*** TASK DATA ***

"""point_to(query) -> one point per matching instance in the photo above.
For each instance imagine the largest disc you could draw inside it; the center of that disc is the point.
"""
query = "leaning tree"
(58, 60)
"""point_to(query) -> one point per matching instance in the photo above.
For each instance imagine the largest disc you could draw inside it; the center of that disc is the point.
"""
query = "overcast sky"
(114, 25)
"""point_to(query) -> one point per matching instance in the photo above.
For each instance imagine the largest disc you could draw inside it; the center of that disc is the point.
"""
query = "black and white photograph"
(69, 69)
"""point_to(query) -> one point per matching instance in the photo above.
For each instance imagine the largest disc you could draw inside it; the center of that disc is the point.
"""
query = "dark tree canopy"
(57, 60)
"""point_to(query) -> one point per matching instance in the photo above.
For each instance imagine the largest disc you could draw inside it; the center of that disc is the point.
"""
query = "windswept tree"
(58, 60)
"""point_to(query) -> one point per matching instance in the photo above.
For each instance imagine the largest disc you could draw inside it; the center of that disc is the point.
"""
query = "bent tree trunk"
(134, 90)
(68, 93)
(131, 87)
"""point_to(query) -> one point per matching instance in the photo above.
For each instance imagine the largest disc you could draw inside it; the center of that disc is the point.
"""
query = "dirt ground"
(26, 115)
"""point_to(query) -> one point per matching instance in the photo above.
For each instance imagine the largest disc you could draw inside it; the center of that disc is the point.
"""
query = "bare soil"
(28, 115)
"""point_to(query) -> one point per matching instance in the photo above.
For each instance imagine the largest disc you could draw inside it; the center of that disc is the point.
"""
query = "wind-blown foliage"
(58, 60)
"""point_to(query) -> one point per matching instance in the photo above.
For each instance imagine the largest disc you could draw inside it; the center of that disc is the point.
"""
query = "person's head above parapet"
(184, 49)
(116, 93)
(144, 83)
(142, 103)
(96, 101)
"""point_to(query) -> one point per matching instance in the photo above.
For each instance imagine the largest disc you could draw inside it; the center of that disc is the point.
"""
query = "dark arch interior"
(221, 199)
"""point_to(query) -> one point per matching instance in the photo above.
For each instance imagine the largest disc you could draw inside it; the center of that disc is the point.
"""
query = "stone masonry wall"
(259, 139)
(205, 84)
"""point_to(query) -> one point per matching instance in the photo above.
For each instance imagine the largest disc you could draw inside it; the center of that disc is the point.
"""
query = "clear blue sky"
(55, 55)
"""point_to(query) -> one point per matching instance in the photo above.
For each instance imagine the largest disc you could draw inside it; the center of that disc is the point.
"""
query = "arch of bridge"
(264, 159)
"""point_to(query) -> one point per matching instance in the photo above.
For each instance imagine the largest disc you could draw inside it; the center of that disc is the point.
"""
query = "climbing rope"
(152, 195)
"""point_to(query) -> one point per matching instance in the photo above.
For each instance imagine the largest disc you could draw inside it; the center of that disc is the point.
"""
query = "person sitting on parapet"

***

Every line of the data above is to be repeated exactly.

"""point_to(query) -> one point per matching instance in the photo above.
For each instance imagine the largest disc you could draw inside it; the center of that disc is the point.
"""
query = "leaning tree"
(58, 60)
"""point_to(query) -> one point per matching instance in the photo above.
For each instance imagine the largest disc you could draw inside it; the center of that disc is the point.
"""
query = "overcast sky"
(114, 25)
"""point_to(query) -> one point per matching instance in the photo above.
For each instance imagine the largest disc you could draw inside it; the center of that disc is the point.
"""
query = "black and white photograph"
(69, 69)
"""point_to(query) -> one point per matching instance in the photo above.
For each instance imagine the largest disc you could draw inside it; the center of that disc is the point.
"""
query = "dark tree canopy"
(57, 60)
"""point_to(query) -> one point per matching instance in the photo above.
For each instance imagine the largest disc you could draw inside it; the center of that disc is the point.
"""
query = "windswept tree"
(58, 60)
"""point_to(query) -> one point per matching instance in the photo above.
For each instance imagine the largest disc you could draw inside it; the center of that disc is the point.
"""
query = "bent tree trunk"
(134, 90)
(68, 93)
(131, 87)
"""point_to(query) -> one point per matching instance in the photo above.
For each instance imagine the largest disc you could draw inside it; the center of that disc is the point.
"""
query = "dirt ground"
(26, 115)
"""point_to(query) -> one point per matching instance in the photo above.
For each instance imagine the largest disc you could draw inside it; the center of that disc is the point.
"""
query = "bare soil"
(28, 115)
"""point_to(query) -> one point per matching instance in the photo above.
For each instance imagine the largest disc you could draw inside it; the center of that disc is the point.
"""
query = "wind-blown foliage"
(58, 60)
"""point_to(query) -> one point per matching instance in the photo above.
For each instance imagine the largest disc you could draw inside it; the center of that disc is the point.
"""
query = "person's head above parapet"
(184, 49)
(116, 93)
(144, 83)
(142, 103)
(96, 101)
"""point_to(query) -> one point per matching instance in the photo above.
For each instance imagine the largest disc you could draw inside it; the center of that disc is the point.
"""
query = "dark arch interior"
(221, 199)
"""point_to(query) -> one point per matching instance in the photo above.
For each instance imagine the largest disc you could draw inside it; the center of that disc is the point.
"""
query = "stone masonry wall"
(259, 139)
(205, 84)
"""point_to(query) -> one point per matching instance in the photo above.
For each instance imagine the largest disc you could draw inside it; the center of that disc is the point.
"""
query = "clear blue sky"
(55, 55)
"""point_to(query) -> one point per matching instance in the photo above.
For each instance imagine the largest disc you could draw inside it; the center of that disc is the point.
"""
query = "arch of bridge"
(264, 159)
"""point_to(query) -> one point per matching instance in the photo above.
For each instance imagine the largest disc you could draw inside it; the center of that disc is the point.
"""
query = "climbing rope"
(152, 195)
"""point_to(query) -> one point per matching instance in the photo above.
For each instance imagine the largest disc you could draw inside it; the center of that disc is the point.
"""
query = "person sitting on parapet"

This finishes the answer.